**Document excerpt**
=-=-=-=-=

5 Things to Consider Before Buying a Franchise in Canada

Have you ever considered buying a franchise? Franchising is a complicated area of law and, like any other investment, involves a high degree of risk. Some franchises work out very well for the franchisees. And some do not.  So do your homework before investing.

A franchise is essentially a licence to operate the franchisor’s business system and use its trademark according to the franchisor’s standards for a finite period of time, whether its five or ten years. In exchange for the right to carry on business under the franchisor’s trademark and system, the franchisee usually pays the franchisor an initial fee for these rights, an ongoing royalty linked to the gross sales of the franchised outlet and other fees, such as an advertising fund payment.

Many franchisors go into full swing in autumn, marketing their concepts across Canada.  So now is a good time to thoroughly investigate the franchise you are thinking about buying. Here are five major points to consider before buying a franchise.

1. You are not buying the business system, you are renting it. You are simply acquiring the rights to use a franchisor’s business system, trademark and ‘know-how’ for five or ten years. Think of it like a lease. You are ‘renting’ the franchisor’s business system and brand for a time, and when that time is up, it is over. Those rights revert back to the franchisor who can sell those rights to someone else.

2. Renewal and assignment rights are not automatic. Virtually all franchise agreements allow for the right to renew for at least one term, and permit the franchisee to assign the contract. But there are always conditions (and fees) that go along with the exercise of renewal and assignment rights. If you do not meet those conditions, you won’t be able to renew or assign.

3. Be careful of franchise agreements that have not been adapted to Canadian law. Sometimes foreign based franchisors have not adapted their agreements or their disclosure documents to suit Canadian laws. In particular, a U.S. franchisor may not have contemplated the effect of Canadian withholdings tax, a low Canadian dollar, or cross-border supply issues; all which could cost you additional money if not dealt with at the outset of the arrangement.

=-=-=-=-=

**Material provided**
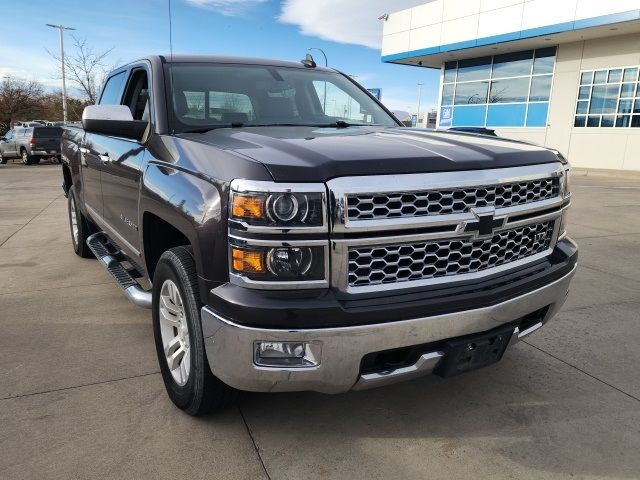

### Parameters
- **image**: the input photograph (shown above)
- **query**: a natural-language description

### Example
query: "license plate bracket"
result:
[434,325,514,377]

=-=-=-=-=

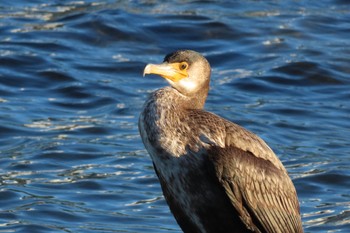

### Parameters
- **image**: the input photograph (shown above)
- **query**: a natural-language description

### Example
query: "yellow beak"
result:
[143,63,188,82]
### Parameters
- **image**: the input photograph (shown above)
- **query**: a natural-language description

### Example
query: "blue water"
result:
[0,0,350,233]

=-=-=-=-=

**Task to carry out**
Reproduce the franchise-buying article word for word, everything from "5 Things to" down to "advertising fund payment.".

**Exercise answer**
5 Things to Consider Before Buying a Franchise in Canada

Have you ever considered buying a franchise? Franchising is a complicated area of law and, like any other investment, involves a high degree of risk. Some franchises work out very well for the franchisees. And some do not.  So do your homework before investing.

A franchise is essentially a licence to operate the franchisor’s business system and use its trademark according to the franchisor’s standards for a finite period of time, whether its five or ten years. In exchange for the right to carry on business under the franchisor’s trademark and system, the franchisee usually pays the franchisor an initial fee for these rights, an ongoing royalty linked to the gross sales of the franchised outlet and other fees, such as an advertising fund payment.